== Entries ==
--- Start ---

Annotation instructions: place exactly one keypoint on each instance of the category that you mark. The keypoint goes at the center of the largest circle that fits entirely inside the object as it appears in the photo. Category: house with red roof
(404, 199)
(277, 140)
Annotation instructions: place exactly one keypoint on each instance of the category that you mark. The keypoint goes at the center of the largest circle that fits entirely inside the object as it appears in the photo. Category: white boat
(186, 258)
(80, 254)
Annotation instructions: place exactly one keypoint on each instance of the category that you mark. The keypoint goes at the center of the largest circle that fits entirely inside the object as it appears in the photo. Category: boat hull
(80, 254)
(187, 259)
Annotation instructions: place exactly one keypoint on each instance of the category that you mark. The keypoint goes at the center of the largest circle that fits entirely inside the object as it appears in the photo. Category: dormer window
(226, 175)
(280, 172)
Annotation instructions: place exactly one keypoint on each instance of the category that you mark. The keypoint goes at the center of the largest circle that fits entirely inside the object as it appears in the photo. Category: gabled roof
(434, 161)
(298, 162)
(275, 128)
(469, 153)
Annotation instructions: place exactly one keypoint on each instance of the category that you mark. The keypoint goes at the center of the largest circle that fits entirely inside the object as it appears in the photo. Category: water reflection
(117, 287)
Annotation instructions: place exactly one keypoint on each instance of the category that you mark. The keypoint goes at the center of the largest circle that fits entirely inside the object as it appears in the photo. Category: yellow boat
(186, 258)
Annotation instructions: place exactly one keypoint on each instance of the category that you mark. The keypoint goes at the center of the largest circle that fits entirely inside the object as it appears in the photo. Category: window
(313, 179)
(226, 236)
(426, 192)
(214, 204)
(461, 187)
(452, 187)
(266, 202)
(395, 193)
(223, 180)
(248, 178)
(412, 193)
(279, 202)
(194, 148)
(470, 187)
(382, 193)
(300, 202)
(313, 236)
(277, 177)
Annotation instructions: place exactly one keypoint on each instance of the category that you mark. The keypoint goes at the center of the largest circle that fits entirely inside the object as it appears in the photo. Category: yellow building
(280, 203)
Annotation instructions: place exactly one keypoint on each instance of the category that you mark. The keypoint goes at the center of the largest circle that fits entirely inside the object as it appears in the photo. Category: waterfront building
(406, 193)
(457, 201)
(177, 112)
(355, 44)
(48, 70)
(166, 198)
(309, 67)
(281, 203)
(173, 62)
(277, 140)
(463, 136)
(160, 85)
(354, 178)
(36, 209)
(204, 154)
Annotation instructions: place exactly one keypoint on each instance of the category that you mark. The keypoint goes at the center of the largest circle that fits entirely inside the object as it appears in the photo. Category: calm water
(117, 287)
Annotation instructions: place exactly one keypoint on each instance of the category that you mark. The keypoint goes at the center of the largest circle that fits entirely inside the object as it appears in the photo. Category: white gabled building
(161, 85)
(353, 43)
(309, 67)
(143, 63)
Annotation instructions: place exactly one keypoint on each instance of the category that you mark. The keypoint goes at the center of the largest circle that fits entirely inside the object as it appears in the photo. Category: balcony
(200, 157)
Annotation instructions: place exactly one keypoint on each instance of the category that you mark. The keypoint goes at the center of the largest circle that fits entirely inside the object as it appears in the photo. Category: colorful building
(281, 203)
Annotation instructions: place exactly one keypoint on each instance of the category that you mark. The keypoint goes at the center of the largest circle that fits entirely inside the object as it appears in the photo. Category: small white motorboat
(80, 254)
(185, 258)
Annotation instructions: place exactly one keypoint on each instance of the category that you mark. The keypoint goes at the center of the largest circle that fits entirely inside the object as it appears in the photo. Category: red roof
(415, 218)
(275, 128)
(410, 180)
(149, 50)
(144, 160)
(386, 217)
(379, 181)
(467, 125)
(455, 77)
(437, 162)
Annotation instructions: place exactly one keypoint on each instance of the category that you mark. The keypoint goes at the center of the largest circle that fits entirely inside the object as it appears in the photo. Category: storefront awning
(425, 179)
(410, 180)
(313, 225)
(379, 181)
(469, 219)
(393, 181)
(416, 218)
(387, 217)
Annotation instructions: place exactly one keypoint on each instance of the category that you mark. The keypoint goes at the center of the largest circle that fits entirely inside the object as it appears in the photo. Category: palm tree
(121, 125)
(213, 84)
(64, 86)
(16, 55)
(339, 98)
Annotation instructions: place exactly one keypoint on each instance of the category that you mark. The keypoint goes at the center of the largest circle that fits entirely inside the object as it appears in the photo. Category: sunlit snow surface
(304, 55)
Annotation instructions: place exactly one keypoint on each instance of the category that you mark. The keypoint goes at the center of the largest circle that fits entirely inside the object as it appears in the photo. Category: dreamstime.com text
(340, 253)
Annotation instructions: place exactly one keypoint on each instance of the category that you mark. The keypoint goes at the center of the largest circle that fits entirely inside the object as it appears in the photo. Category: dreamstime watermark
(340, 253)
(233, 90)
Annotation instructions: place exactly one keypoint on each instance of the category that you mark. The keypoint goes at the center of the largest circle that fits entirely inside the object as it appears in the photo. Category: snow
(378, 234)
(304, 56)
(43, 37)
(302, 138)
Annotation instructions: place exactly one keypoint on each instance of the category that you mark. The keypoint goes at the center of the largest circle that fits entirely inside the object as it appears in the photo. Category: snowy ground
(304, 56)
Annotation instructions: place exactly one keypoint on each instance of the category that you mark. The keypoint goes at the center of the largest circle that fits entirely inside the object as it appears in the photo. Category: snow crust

--- End ---

== Your instructions ==
Begin at the line containing "Category: palm tree" and reproduce each line through the end of the records above.

== Completed exercise ==
Annotation instructions: place exactly one keypoint on each instance of the category that you mark. The keypoint goes at the center of the largest circle that fits entirely inside the object as it appears in the photo. Category: palm tree
(121, 125)
(213, 84)
(64, 86)
(16, 55)
(339, 98)
Annotation instructions: place exactly one keypoint on each instance of the category that you mark. The keypoint goes at the center of the largest circle that fits entirely inside the object as it appears in the photo. Category: sunlit snow surface
(304, 55)
Annotation instructions: place exactly one keypoint on each instance of the category that you mark. The keypoint goes at the center of the largest circle that fits entirely inside the object as it appears in the photo. Category: dreamstime.com text
(340, 253)
Annotation instructions: place exactly one keypoint on each instance of the category that you mark. The keypoint goes at the center of the largest circle that fits entirely inside the object as it appears in the photo. Category: dreamstime watermark
(340, 253)
(233, 90)
Annotation instructions: place exactly one keypoint on each instance of the category that you mark. The keypoint goes at the center of the largest circle that fits entirely inside the object as it appears in the photo. Category: snow
(378, 234)
(304, 56)
(43, 37)
(302, 138)
Annotation instructions: place exactly one keypoint on each instance of the category that you mark. The keypoint goes at the center of the largest circle that fits entirely inside the object as it appears in the photo. Category: snowy ground
(304, 56)
Annotation instructions: place exactly one keypoint on each instance of the category that you mark. The keypoint goes at the center of the largest circle that fits entirely inside the object as it appears in the photo. Category: snow crust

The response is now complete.